Copy out every line in the stretch from the line containing "Kindly point to the sandy" through the end of the items, multiplying each coordinate in the answers by 1.15 and rounding to whole numbers, with halves rounded up. Leave all other numbers on those lines unchanged.

(Coordinate annotation items)
━━━━━━━━━━━━━━━━

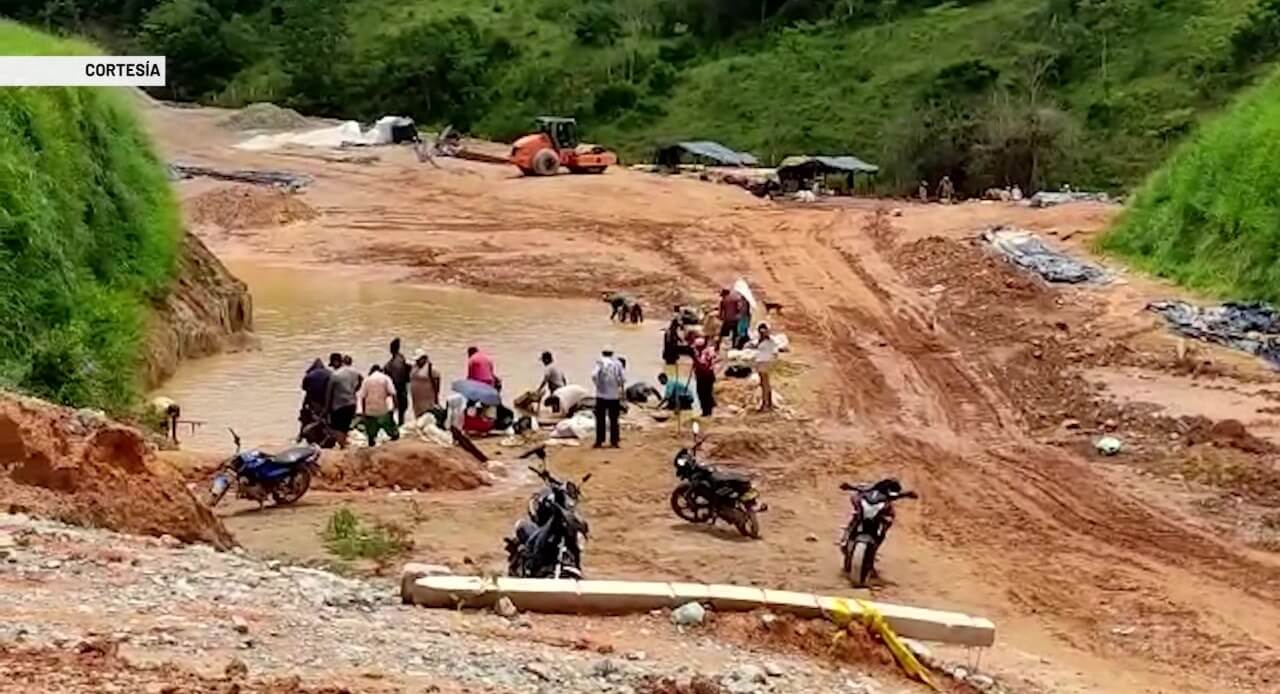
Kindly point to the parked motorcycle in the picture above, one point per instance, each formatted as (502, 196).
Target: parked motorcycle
(869, 524)
(257, 475)
(548, 544)
(707, 493)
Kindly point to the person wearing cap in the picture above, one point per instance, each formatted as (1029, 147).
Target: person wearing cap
(766, 356)
(398, 370)
(553, 379)
(424, 384)
(609, 378)
(704, 375)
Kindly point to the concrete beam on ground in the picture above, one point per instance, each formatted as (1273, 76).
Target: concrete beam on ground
(594, 597)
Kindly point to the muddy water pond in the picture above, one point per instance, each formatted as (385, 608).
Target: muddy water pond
(306, 313)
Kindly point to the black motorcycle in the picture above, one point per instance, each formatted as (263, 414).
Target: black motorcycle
(548, 544)
(868, 526)
(707, 494)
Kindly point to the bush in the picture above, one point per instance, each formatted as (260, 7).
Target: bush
(1207, 218)
(347, 537)
(197, 45)
(88, 237)
(437, 72)
(615, 99)
(595, 24)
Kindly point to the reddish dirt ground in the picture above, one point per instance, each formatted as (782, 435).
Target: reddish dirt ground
(917, 355)
(95, 473)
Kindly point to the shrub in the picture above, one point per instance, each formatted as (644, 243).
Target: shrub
(1207, 218)
(595, 24)
(88, 237)
(350, 538)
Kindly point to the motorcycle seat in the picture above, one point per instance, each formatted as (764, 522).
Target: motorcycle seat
(293, 456)
(728, 478)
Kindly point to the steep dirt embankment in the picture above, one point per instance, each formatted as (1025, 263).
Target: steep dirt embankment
(86, 470)
(206, 311)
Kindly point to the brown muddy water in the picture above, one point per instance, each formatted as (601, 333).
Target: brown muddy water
(306, 313)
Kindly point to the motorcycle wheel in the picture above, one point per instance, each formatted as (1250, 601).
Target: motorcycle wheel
(292, 489)
(748, 523)
(859, 557)
(689, 506)
(211, 500)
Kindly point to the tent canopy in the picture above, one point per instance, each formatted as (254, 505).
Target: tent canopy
(836, 164)
(704, 149)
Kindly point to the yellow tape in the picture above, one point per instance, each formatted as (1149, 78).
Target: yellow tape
(844, 617)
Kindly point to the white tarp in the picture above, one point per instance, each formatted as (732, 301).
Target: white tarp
(344, 135)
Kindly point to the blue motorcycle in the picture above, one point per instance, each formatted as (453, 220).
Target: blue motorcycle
(257, 475)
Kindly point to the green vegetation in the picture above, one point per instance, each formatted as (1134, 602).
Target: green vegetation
(1208, 218)
(88, 234)
(991, 92)
(350, 538)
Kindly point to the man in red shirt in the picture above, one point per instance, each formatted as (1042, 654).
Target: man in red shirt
(480, 368)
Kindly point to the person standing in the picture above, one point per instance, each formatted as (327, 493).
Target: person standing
(341, 398)
(672, 345)
(376, 398)
(609, 379)
(315, 392)
(946, 190)
(398, 370)
(424, 384)
(480, 368)
(553, 379)
(766, 356)
(730, 307)
(704, 375)
(675, 395)
(744, 323)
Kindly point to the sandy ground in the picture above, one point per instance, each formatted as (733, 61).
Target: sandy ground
(917, 355)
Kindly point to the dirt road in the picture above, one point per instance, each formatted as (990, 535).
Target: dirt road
(917, 355)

━━━━━━━━━━━━━━━━

WRITTEN REPLY
Kindly point to the sandy ground in the picture above, one point per instance, each formatted as (733, 61).
Target: sandy ground
(1055, 408)
Kindly point to the dirt road in the picture above, one point per instance, each formatted as (990, 535).
Target: dirt road
(1055, 408)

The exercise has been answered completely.